▶ **CHALLENGE**
Give every entry again, word for word.

▶ **STORED DATA**

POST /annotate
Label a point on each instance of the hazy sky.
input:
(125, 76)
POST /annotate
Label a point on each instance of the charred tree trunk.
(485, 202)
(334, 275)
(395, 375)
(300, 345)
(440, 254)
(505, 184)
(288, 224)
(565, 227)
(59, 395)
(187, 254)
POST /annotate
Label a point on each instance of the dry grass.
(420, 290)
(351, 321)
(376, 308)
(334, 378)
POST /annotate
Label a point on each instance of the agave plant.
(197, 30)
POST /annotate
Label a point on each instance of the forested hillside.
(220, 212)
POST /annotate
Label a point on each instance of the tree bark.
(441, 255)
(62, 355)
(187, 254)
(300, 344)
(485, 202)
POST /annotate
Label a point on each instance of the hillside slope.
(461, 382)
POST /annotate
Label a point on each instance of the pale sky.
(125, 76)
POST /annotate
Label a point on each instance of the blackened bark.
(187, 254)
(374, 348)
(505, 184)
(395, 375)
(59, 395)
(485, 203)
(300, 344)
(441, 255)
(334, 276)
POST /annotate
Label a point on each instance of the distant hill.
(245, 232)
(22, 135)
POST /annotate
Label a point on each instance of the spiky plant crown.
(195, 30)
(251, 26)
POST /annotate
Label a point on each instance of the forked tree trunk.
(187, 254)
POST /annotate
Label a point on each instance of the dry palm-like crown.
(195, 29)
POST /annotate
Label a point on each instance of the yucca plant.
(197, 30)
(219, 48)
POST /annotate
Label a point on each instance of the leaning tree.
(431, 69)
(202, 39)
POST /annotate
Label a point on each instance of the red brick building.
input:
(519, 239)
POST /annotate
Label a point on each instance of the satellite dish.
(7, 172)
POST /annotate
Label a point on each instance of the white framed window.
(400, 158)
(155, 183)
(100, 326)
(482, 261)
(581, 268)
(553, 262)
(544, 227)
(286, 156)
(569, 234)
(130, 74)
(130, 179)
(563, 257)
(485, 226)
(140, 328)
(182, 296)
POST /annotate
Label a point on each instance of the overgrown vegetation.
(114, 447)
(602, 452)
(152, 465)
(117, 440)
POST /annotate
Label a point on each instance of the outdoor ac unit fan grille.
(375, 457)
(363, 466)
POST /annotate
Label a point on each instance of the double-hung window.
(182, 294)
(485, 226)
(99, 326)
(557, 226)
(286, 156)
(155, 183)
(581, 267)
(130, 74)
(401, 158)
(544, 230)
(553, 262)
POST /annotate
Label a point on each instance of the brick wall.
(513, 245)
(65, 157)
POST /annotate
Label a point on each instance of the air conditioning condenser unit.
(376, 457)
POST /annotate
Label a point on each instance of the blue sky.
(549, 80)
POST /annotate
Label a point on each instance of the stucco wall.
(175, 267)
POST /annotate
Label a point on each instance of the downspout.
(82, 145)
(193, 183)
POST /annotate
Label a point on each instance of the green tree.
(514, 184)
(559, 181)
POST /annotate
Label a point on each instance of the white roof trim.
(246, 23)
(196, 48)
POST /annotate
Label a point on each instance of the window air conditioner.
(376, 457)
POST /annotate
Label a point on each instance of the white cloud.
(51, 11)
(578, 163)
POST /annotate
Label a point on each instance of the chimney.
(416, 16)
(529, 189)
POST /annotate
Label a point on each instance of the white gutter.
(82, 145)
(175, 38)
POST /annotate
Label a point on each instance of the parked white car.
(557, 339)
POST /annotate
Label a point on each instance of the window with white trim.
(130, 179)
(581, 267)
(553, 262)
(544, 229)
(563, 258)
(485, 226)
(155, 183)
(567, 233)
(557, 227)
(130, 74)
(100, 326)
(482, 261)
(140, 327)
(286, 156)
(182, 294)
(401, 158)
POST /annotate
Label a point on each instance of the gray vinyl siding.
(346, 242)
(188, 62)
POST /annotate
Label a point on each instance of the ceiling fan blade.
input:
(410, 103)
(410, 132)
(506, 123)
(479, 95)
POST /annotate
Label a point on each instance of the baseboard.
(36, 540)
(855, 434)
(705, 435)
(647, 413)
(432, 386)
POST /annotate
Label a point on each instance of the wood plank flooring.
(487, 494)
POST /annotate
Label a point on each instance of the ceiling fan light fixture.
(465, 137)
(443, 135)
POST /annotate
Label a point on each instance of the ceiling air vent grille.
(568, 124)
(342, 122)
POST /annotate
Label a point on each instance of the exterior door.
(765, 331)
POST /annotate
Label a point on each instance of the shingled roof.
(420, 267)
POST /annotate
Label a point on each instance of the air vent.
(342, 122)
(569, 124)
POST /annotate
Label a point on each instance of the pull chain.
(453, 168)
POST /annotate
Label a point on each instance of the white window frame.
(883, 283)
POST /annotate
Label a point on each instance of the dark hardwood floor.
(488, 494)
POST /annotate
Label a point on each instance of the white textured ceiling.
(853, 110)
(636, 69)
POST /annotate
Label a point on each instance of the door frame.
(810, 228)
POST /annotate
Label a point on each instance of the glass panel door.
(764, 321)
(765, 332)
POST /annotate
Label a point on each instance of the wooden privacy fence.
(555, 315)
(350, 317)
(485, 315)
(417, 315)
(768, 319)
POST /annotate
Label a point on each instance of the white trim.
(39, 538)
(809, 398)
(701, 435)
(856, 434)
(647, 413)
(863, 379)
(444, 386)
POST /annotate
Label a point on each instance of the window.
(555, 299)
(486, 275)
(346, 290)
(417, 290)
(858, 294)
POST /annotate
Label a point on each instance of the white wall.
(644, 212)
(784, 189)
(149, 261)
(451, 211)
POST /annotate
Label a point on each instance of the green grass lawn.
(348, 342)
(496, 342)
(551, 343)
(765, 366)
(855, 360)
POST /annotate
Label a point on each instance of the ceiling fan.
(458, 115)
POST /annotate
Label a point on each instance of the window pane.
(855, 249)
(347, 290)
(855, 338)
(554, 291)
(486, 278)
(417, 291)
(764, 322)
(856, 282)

▶ **OUTPUT**
POST /annotate
Label a point on each instance of the hazy sky.
input:
(125, 76)
POST /annotate
Label a point on each instance of the charred tree trunk.
(485, 202)
(334, 275)
(395, 375)
(300, 345)
(440, 254)
(505, 184)
(288, 224)
(565, 227)
(59, 395)
(187, 254)
POST /annotate
Label a point on each instance of the dry grass.
(420, 290)
(351, 321)
(376, 308)
(334, 378)
POST /annotate
Label a point on each instance of the agave plant.
(197, 30)
POST /annotate
Label a point on each instance of the forested hillside.
(220, 212)
POST /annotate
Label a point on each instance of the tree bark.
(441, 255)
(62, 355)
(187, 254)
(300, 344)
(485, 202)
POST /annotate
Label a point on each instance of the hillside slope.
(461, 382)
POST /annotate
Label a point on each instance of the pale sky.
(125, 76)
POST /annotate
Label a point on each instance of the blackened bark.
(187, 254)
(374, 348)
(505, 184)
(395, 375)
(59, 395)
(485, 203)
(300, 344)
(441, 255)
(334, 276)
POST /annotate
Label a point on each instance of the distant hill.
(245, 232)
(22, 135)
POST /annotate
Label a point on each instance of the spiky plant crown.
(195, 30)
(251, 26)
POST /annotate
Label a point on each instance of the forked tree trunk.
(187, 254)
POST /annotate
Label a point on each instance of the dry palm-like crown.
(195, 29)
POST /annotate
Label a point on each instance of the yucca plant.
(197, 30)
(219, 48)
POST /annotate
Label a point on each instance of the leaning tree.
(431, 69)
(202, 39)
POST /annotate
Label a point on each instance of the red brick building.
input:
(519, 239)
POST /annotate
Label a point on each instance of the satellite dish.
(7, 172)
POST /annotate
Label a point on each instance of the white framed window.
(400, 158)
(155, 183)
(100, 326)
(482, 261)
(581, 268)
(553, 262)
(544, 227)
(286, 156)
(569, 234)
(130, 74)
(130, 179)
(563, 257)
(485, 226)
(140, 328)
(182, 296)
POST /annotate
Label a point on each instance of the overgrown vegetation.
(114, 447)
(602, 452)
(152, 465)
(117, 440)
POST /annotate
Label a point on each instance of the outdoor ac unit fan grille.
(375, 457)
(363, 466)
POST /annotate
Label a point on each instance of the double-hung window.
(182, 294)
(485, 226)
(99, 326)
(557, 226)
(286, 156)
(155, 183)
(581, 267)
(130, 74)
(401, 158)
(544, 230)
(553, 262)
POST /annotate
Label a point on each instance of the brick wall.
(513, 245)
(65, 157)
POST /annotate
Label a point on each instance of the air conditioning condenser unit.
(376, 457)
POST /annotate
Label a point on each instance of the blue sky.
(549, 80)
POST /annotate
Label a point on each instance of the stucco wall.
(175, 267)
POST /annotate
Label a point on each instance of the downspout.
(82, 145)
(193, 183)
POST /annotate
Label a point on each instance of the green tree.
(514, 184)
(559, 181)
POST /annotate
Label a point on each instance of the white roof trim.
(246, 23)
(196, 48)
POST /annotate
Label a point on each instance of the window air conditioner.
(376, 457)
POST /annotate
Label a point on each instance of the white cloud.
(51, 11)
(578, 163)
POST /annotate
Label a point on each instance of the chimney.
(416, 16)
(529, 189)
POST /annotate
Label a point on each instance of the white gutter.
(82, 145)
(175, 38)
POST /annotate
Label a point on each instance of the parked white car.
(557, 339)
POST /annotate
Label a point on each instance of the window with white trim.
(130, 179)
(581, 267)
(553, 262)
(544, 229)
(563, 258)
(485, 226)
(155, 183)
(567, 233)
(557, 227)
(130, 74)
(100, 326)
(482, 261)
(140, 327)
(286, 156)
(182, 294)
(401, 158)
POST /annotate
Label a point on each instance of the gray vinyl siding.
(346, 242)
(188, 62)
POST /annotate
Label a point on each instance of the ceiling fan blade.
input:
(410, 103)
(410, 132)
(506, 123)
(479, 95)
POST /annotate
Label a point on each instance of the baseboard.
(36, 540)
(855, 434)
(705, 435)
(647, 413)
(432, 386)
POST /annotate
Label a point on each instance of the wood plank flooring.
(487, 494)
POST /annotate
Label a point on each instance of the ceiling fan light fixture.
(465, 137)
(443, 135)
POST /annotate
Label a point on each instance of the ceiling air vent grille.
(568, 124)
(342, 122)
POST /annotate
Label a point on each instance of the exterior door.
(765, 331)
POST /annotate
Label a point on each instance of the shingled roof.
(420, 267)
POST /annotate
Label a point on each instance of the air vent.
(342, 122)
(569, 124)
POST /annotate
Label a point on each instance of the pull chain.
(453, 168)
POST /annotate
Label a point on each instance of the white window frame.
(883, 283)
POST /annotate
Label a point on each instance of the dark hardwood floor.
(488, 494)
POST /annotate
Label a point on each instance of the white textured ceiling.
(853, 110)
(636, 69)
POST /annotate
Label a point on each instance of the door frame.
(810, 228)
POST /annotate
Label a point on each instance of the glass panel door.
(764, 321)
(765, 332)
POST /annotate
Label a point on each instance of the wooden privacy fence.
(555, 315)
(350, 317)
(485, 315)
(417, 315)
(768, 319)
POST /annotate
Label a point on each instance of the white trim.
(39, 538)
(809, 398)
(701, 435)
(856, 434)
(647, 413)
(863, 379)
(444, 386)
POST /annotate
Label a point on each instance of the window.
(555, 299)
(486, 275)
(346, 290)
(417, 290)
(858, 294)
POST /annotate
Label a point on each instance of the white wall.
(644, 212)
(784, 189)
(149, 261)
(451, 211)
POST /annotate
Label a point on each instance of the green grass lawn.
(348, 342)
(496, 342)
(551, 343)
(765, 366)
(855, 360)
POST /annotate
Label a point on each instance of the ceiling fan.
(458, 115)
POST /annotate
Label a point on each instance of the window pane.
(855, 249)
(347, 290)
(855, 338)
(554, 291)
(486, 278)
(417, 291)
(764, 322)
(856, 282)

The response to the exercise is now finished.